> [PASSAGE GIVEN]:
- - - - - - -

# Vicious raw fed beasts!



## Lauri & The Gang (Jun 28, 2001)

Let's post pictures of our vicious, meat-eating canines with other animals to show just how 'blood-thirsty' they became after eating raw meat!

I'll start. These are the pictures I always use when people ask "will feedng my dog raw meat make them vicious?"/

Remi, eating his meal of chicken leg qaurters, alongside Roscoe, a baby CHICKEN, eating his meal of chicken food:


















Riggs with Roscoe - yes, that is Roscoe the baby chicken sitting on his nose:










My raw fed gang in the chicken oen with the chickens:










Riggs with one of the baby MEAT rabbits:


----------



## RavenSophi (Feb 23, 2009)

That is awesome! I would love to contribute but I only own one animal!


----------



## Kurys Mom (Oct 11, 2008)

Most definitely a very 'Vicious' lot!!









Too cute, my favorite was the one with them all in the chicken pen!


----------



## knotadork (Jun 12, 2009)

I was just telling my father this past weekend about the first pic. You had posted it a while back. Too funny!

Awesome pics!


----------



## weber1b (Nov 30, 2008)

A fantastic example of how properly trained and cared for animals behave. Wonderful pics!!!


----------



## mspiker03 (Dec 7, 2006)

Levi, keepin' an eye on his sheep:









And Leyna...

- - - - - - -

> [EXTRACTED ENTRIES]:
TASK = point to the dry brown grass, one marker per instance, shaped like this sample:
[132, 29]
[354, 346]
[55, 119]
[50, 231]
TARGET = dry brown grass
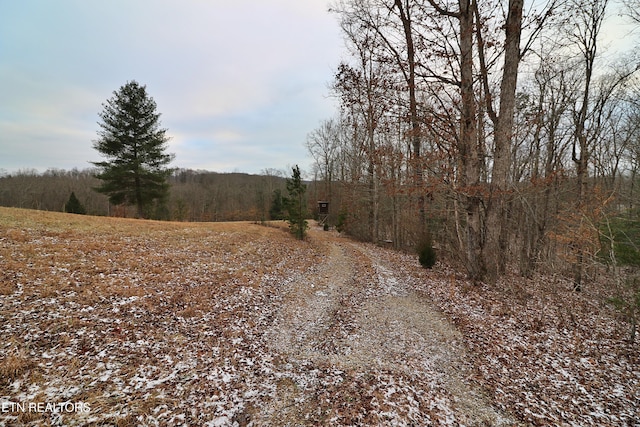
[14, 366]
[150, 321]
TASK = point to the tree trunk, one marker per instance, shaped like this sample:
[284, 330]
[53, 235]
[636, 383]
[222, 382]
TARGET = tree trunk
[497, 228]
[468, 147]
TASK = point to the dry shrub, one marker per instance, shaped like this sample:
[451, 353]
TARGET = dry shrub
[14, 366]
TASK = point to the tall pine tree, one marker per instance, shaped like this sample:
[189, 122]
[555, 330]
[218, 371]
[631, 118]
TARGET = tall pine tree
[296, 205]
[130, 137]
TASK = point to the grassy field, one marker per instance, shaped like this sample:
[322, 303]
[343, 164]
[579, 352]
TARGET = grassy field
[94, 310]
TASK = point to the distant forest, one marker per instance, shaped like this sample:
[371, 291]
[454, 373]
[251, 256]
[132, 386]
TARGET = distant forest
[194, 195]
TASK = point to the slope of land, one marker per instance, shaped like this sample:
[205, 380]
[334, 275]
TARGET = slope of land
[151, 323]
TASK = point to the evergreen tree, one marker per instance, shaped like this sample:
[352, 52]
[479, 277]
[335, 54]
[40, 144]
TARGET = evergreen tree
[277, 205]
[134, 144]
[296, 205]
[73, 205]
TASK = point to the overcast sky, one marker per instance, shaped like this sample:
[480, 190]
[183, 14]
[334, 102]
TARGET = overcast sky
[239, 83]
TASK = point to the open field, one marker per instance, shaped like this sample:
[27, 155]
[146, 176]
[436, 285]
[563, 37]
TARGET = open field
[155, 323]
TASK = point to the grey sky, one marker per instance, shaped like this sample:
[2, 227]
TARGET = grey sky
[239, 83]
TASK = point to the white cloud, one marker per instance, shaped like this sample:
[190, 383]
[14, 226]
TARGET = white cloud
[234, 81]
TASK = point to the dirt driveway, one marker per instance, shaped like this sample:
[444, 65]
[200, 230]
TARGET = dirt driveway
[386, 350]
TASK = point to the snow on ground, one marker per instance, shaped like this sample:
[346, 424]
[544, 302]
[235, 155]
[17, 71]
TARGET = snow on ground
[171, 324]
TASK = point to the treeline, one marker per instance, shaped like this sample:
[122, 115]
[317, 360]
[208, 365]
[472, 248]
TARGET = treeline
[193, 196]
[502, 133]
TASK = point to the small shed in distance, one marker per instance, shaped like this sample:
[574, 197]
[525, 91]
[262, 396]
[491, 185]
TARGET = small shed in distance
[323, 211]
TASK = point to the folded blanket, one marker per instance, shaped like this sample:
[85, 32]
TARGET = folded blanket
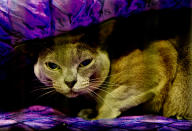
[43, 118]
[29, 19]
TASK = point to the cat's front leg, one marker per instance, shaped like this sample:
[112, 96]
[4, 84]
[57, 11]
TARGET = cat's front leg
[120, 100]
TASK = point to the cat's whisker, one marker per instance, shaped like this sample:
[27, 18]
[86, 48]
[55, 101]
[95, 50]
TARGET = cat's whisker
[123, 71]
[106, 83]
[45, 94]
[103, 91]
[42, 89]
[101, 99]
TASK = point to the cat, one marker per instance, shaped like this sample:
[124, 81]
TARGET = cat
[156, 75]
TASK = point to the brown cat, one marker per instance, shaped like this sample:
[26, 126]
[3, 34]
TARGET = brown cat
[158, 75]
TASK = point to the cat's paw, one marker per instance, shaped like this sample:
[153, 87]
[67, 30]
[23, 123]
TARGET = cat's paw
[87, 114]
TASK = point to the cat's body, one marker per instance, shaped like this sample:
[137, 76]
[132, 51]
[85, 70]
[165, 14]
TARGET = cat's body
[156, 75]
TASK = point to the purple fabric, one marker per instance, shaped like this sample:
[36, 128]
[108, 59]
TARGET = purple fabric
[42, 118]
[28, 19]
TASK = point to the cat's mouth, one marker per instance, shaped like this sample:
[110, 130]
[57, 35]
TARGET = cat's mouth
[72, 94]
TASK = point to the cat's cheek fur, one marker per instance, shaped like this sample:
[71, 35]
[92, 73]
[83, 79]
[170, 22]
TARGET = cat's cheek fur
[38, 70]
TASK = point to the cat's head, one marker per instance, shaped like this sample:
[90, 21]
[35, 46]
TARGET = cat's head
[73, 66]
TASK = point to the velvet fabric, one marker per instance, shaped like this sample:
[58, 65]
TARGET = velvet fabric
[28, 19]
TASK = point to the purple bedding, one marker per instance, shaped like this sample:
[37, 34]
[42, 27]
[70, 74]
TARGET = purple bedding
[43, 118]
[27, 19]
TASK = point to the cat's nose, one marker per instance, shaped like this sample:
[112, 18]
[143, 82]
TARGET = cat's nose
[70, 84]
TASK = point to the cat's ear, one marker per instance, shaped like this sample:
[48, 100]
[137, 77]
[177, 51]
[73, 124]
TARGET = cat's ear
[32, 48]
[105, 30]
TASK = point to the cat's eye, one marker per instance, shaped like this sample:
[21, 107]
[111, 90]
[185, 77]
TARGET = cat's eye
[52, 66]
[85, 62]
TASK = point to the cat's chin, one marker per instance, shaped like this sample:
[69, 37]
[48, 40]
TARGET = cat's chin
[71, 94]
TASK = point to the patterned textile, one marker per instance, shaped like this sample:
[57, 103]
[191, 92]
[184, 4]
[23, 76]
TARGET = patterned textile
[27, 19]
[40, 18]
[44, 118]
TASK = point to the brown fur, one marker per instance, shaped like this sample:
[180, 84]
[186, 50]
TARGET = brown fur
[154, 76]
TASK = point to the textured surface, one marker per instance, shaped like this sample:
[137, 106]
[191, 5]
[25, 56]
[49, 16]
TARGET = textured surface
[42, 118]
[27, 19]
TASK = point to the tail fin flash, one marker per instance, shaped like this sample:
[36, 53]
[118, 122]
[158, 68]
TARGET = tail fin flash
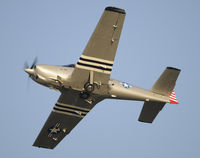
[172, 98]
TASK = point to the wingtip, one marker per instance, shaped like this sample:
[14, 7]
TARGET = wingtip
[173, 68]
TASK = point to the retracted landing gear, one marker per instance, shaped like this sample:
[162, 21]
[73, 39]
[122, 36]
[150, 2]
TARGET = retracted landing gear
[89, 87]
[84, 94]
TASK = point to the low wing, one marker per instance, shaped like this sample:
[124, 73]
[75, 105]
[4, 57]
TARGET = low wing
[66, 114]
[150, 110]
[100, 51]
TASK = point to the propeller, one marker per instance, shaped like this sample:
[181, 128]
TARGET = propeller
[26, 66]
[29, 69]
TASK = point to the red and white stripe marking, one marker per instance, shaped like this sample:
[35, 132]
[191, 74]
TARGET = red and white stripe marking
[172, 98]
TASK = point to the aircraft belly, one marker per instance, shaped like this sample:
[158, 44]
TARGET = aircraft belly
[122, 90]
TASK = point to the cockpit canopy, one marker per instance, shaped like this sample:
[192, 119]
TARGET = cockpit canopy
[70, 65]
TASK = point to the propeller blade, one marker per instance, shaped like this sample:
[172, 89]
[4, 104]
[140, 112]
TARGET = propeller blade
[26, 65]
[34, 62]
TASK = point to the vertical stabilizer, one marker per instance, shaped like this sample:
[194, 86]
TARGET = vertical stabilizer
[172, 98]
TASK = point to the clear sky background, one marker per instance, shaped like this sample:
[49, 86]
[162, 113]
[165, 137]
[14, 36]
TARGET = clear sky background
[156, 34]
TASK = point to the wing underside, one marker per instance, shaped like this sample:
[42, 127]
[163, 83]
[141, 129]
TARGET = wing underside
[69, 110]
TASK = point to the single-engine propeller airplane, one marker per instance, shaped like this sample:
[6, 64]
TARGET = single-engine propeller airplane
[84, 84]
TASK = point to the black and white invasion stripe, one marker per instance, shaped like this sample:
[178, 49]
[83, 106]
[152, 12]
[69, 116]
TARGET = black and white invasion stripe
[95, 64]
[70, 110]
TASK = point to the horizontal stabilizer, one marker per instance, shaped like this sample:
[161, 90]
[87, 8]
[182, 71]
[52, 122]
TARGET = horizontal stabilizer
[166, 82]
[150, 110]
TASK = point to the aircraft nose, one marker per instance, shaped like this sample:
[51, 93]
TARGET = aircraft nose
[29, 71]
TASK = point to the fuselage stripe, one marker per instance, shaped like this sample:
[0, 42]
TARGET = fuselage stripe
[93, 66]
[72, 112]
[97, 59]
[98, 62]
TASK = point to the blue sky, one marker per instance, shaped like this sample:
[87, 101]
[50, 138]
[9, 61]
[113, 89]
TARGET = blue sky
[156, 34]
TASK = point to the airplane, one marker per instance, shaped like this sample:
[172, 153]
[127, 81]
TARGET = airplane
[86, 83]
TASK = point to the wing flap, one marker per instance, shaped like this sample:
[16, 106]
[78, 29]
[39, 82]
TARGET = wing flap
[150, 110]
[57, 126]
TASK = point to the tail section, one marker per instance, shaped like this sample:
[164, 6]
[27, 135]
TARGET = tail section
[164, 86]
[166, 82]
[172, 98]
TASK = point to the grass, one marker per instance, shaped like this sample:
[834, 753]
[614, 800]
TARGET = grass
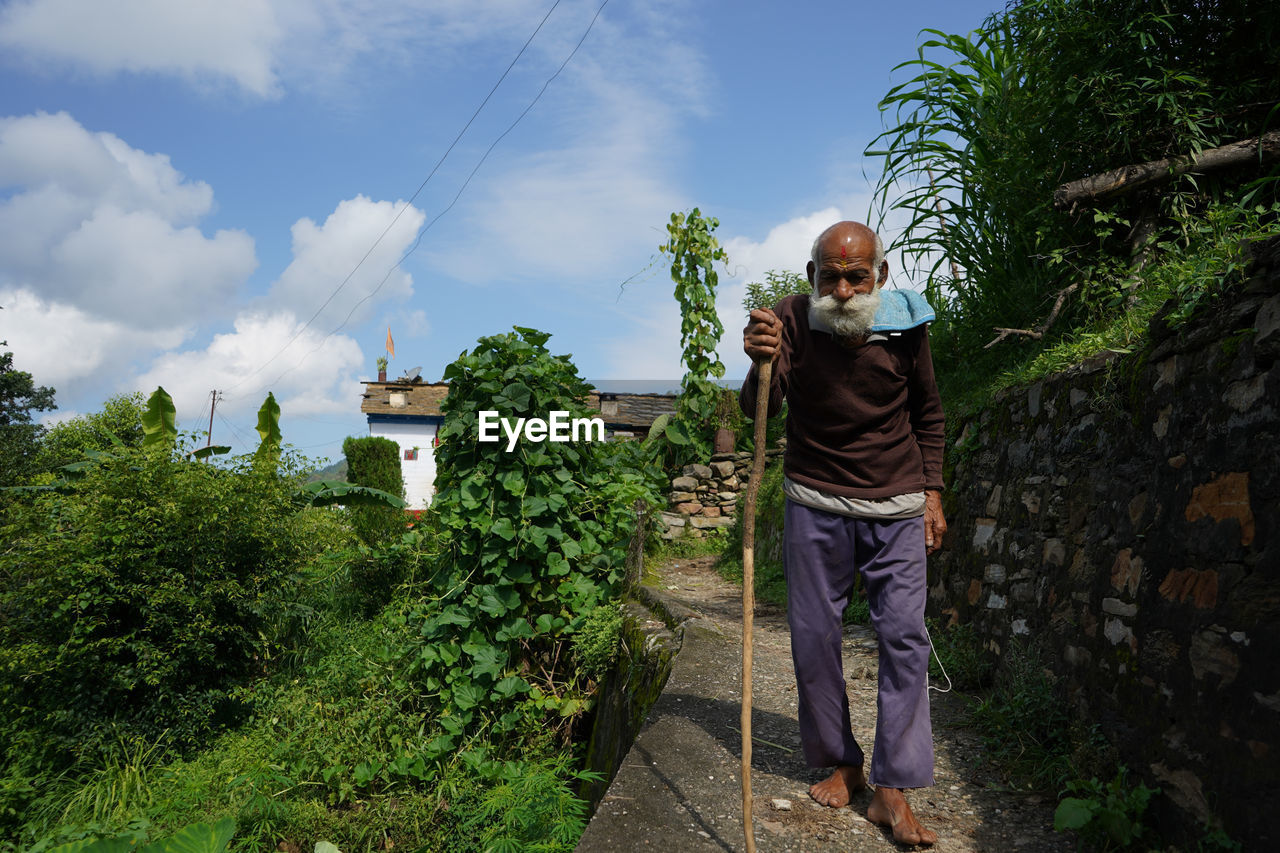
[1115, 309]
[315, 762]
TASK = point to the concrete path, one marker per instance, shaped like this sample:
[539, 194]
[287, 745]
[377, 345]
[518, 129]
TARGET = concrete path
[679, 787]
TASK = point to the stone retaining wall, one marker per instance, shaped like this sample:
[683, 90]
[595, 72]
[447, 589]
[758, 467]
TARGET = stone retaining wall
[1127, 515]
[704, 497]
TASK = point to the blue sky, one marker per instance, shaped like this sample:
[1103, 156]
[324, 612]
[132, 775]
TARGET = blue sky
[184, 187]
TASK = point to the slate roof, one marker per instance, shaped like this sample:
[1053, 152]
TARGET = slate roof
[620, 411]
[419, 398]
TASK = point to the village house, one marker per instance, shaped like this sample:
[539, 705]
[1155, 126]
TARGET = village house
[407, 411]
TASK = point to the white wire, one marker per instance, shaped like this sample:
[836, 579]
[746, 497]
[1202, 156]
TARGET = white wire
[940, 664]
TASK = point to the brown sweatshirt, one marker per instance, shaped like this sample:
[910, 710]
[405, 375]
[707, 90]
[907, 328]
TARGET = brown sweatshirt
[863, 422]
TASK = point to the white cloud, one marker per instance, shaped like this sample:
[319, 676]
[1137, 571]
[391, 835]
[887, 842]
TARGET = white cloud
[273, 347]
[200, 40]
[324, 255]
[315, 375]
[785, 247]
[68, 349]
[105, 228]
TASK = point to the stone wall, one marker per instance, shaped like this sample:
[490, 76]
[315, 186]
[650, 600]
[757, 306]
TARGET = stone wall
[1127, 514]
[704, 497]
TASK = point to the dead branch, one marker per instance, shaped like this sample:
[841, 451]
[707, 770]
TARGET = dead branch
[1037, 333]
[1130, 178]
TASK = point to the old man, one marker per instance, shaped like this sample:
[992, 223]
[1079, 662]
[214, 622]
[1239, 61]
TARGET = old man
[863, 479]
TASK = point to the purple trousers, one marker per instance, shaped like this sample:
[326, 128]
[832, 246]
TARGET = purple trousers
[821, 552]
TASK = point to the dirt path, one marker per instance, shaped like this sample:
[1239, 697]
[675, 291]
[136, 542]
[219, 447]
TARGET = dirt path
[961, 807]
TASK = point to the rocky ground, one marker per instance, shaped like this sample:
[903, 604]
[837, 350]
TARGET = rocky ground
[967, 808]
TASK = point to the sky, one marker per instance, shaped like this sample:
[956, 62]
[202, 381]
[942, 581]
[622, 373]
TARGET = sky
[245, 195]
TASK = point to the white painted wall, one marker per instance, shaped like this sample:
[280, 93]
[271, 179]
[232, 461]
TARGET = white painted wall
[420, 474]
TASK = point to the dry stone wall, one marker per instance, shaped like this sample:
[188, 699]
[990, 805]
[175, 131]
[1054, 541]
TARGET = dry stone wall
[1127, 515]
[704, 497]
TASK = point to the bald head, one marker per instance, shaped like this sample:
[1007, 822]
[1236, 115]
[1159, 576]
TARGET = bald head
[849, 236]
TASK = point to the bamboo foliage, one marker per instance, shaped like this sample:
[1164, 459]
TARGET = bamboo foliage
[1045, 92]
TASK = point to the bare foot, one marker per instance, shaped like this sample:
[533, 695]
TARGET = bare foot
[888, 808]
[840, 787]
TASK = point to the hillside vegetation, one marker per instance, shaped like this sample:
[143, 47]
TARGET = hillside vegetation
[1047, 92]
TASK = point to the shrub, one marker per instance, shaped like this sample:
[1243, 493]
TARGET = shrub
[132, 602]
[375, 461]
[533, 541]
[119, 423]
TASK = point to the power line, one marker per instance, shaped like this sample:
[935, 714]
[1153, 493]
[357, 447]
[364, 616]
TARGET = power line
[458, 195]
[407, 204]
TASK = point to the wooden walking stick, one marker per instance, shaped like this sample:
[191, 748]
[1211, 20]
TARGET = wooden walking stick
[764, 375]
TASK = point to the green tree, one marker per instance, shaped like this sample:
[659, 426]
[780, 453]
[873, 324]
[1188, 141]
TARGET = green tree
[119, 423]
[19, 437]
[776, 286]
[133, 600]
[1047, 91]
[694, 252]
[531, 543]
[374, 461]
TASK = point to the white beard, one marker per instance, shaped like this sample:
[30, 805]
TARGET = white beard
[851, 318]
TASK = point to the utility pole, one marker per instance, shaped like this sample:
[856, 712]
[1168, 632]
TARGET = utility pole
[214, 396]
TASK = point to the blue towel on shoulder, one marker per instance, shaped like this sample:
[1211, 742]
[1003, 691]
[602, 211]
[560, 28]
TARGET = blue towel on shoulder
[901, 310]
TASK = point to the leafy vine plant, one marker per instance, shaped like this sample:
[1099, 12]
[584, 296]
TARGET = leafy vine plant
[694, 250]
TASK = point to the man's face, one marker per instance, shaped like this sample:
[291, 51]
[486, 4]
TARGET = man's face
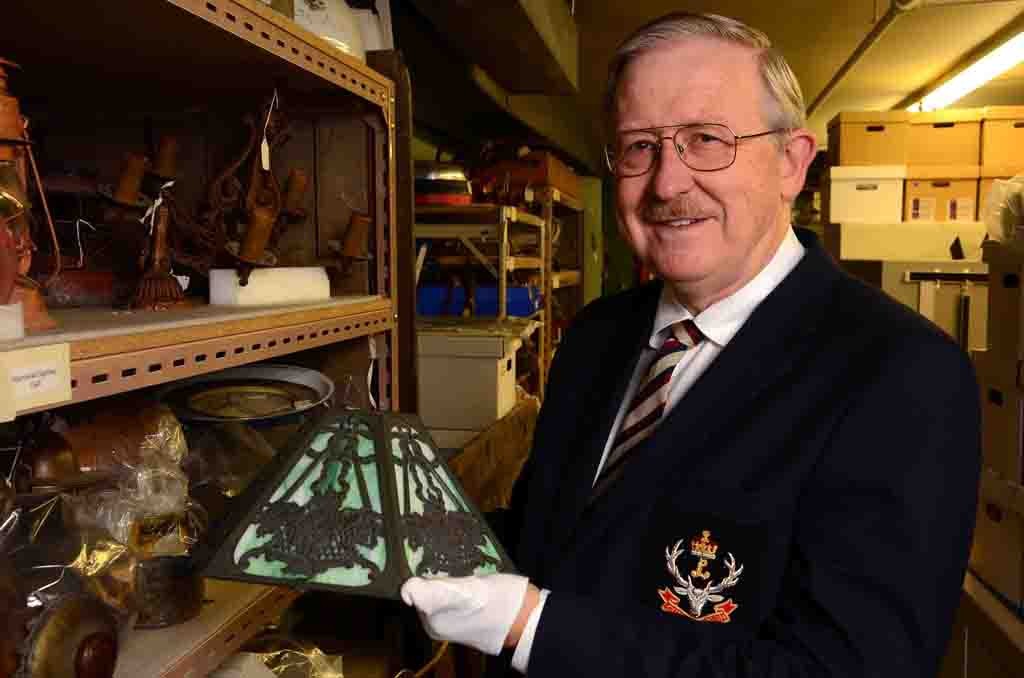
[707, 234]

- - - - - - -

> [WRITTEN TASK 1]:
In the raw-feeding forum thread, list the usernames of everyone who replied to the opening post by Lauri & The Gang.
> [WRITTEN TASK 2]:
Continue the raw-feeding forum thread from its last line, keeping the voice of its posters.

> [EXERCISE RESULT 1]:
RavenSophi, Kurys Mom, knotadork, weber1b, mspiker03

> [EXERCISE RESULT 2]:
Those are from when we first started herding.


----------



## FourIsCompany (Jan 29, 2008)

These pictures are GREAT! I love the picture of Riggs with Roscoe!

Unfortunately, my lot were already "hunting" and devouring before raw and they understand that under that soft fur is a meal. They would gobble that baby rabbit up like an appetizer. 

I don't belong in this thread.


----------



## Lauri & The Gang (Jun 28, 2001)

> Originally Posted By: FourIsCompanyUnfortunately, my lot were already "hunting" and devouring before raw and they understand that under that soft fur is a meal. They would gobble that baby rabbit up like an appetizer.


My guys would catch, kill and eat the wild critters before they went raw and still do today. In fact, Riggs was one of my best hunters.

But he was TRAINED the difference between what he could and could NOT chase - as were the rest of the pack.

I would order baby chickens and ducks via mail (yep - mail) and bring them home from the post office. I would gather the pack around and open the boxes. As I would take out each baby and place them in their growing tub I would hold them up so the dogs could see them and say "This is MINE." They knew what MINE meant.

Here they are inspecting some new arrivals:


----------



## FourIsCompany (Jan 29, 2008)

Oh! I'm so glad to hear that, Lauri! My dogs also know what "Mine" means. 

I love this place!


----------



## DancingCavy (Feb 19, 2001)

Risa with her two guinea pig buddies, Dusti and Kira. She's actually afraid of them:








With just Kira:








And with my brother's ferret, Bart:


----------



## boscopup (Jun 17, 2003)

Well, my GSDs are viscious, but not because of their raw diet.







Here's my Great Pyrenees though:










He lives 24/7 with his goats... never leaves them. They follow him around the pasture, they pick stuff out of his fur, and he keeps the other goats away from newborn baby goats while a new mama is cleaning them up. I couldn't ask for a better guardian for my goats!


----------



## Barb E (Jun 6, 2004)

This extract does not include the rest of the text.